#### [Prompt]
Output every line below exactly.

[Dataset entries]

++++

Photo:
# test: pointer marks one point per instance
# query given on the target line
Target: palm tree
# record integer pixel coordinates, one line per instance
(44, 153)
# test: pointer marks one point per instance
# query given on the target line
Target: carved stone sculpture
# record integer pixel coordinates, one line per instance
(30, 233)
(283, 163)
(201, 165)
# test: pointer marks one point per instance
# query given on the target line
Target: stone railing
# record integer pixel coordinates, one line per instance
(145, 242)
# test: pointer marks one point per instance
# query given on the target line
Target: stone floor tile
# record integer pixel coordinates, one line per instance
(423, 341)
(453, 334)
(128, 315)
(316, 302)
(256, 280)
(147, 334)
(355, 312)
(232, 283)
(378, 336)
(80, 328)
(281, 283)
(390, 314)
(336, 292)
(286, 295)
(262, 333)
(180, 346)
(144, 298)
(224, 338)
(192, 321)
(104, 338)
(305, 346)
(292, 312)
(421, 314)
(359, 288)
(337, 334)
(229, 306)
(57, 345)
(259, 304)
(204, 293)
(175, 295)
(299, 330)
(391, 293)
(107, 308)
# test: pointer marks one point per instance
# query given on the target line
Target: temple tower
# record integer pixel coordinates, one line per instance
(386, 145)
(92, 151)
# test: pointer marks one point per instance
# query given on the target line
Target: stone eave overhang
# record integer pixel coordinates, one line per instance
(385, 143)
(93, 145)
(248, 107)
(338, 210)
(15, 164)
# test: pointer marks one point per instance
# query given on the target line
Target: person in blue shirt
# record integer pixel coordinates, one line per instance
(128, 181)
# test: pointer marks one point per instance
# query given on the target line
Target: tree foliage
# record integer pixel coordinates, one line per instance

++++

#### [Exercise output]
Photo:
# test: pointer marks one point per instance
# query given on the target line
Target: palm tree
# record integer pixel coordinates, one line per instance
(44, 153)
# test: pointer marks one point per instance
# query given on the target line
Target: carved stone sculpture
# record integer pixel coordinates, one line per instance
(30, 233)
(283, 163)
(201, 165)
# test: pointer marks one point per instance
# query given on the target line
Target: stone railing
# record integer pixel coordinates, one line per instance
(145, 242)
# test: pointer marks one point per instance
# query given on the target line
Target: stone floor tile
# record integer pixel coordinates, one line per instance
(423, 341)
(453, 334)
(128, 315)
(316, 302)
(256, 280)
(147, 334)
(355, 312)
(232, 283)
(378, 336)
(80, 328)
(281, 283)
(390, 314)
(336, 292)
(286, 295)
(262, 333)
(180, 346)
(144, 298)
(224, 338)
(192, 321)
(104, 338)
(305, 346)
(292, 312)
(421, 314)
(359, 288)
(337, 334)
(229, 306)
(57, 345)
(259, 304)
(204, 293)
(175, 295)
(299, 330)
(391, 293)
(107, 308)
# test: pointer marks one point per instance
# query given on the target line
Target: temple tower
# record integer pixel coordinates, one line per instance
(386, 145)
(92, 151)
# test: pointer marks one point per instance
# query given on the target line
Target: stone eave overhang
# record integer pixel coordinates, one line per instance
(385, 143)
(93, 145)
(248, 107)
(338, 210)
(15, 164)
# test: pointer marks one point per instance
# query given on the target line
Target: person in blue shirt
# record integer pixel coordinates, one line per instance
(128, 181)
# test: pointer marks one point per instance
# query given on the target line
Target: tree foliage
# record integer pixel coordinates, one line per instance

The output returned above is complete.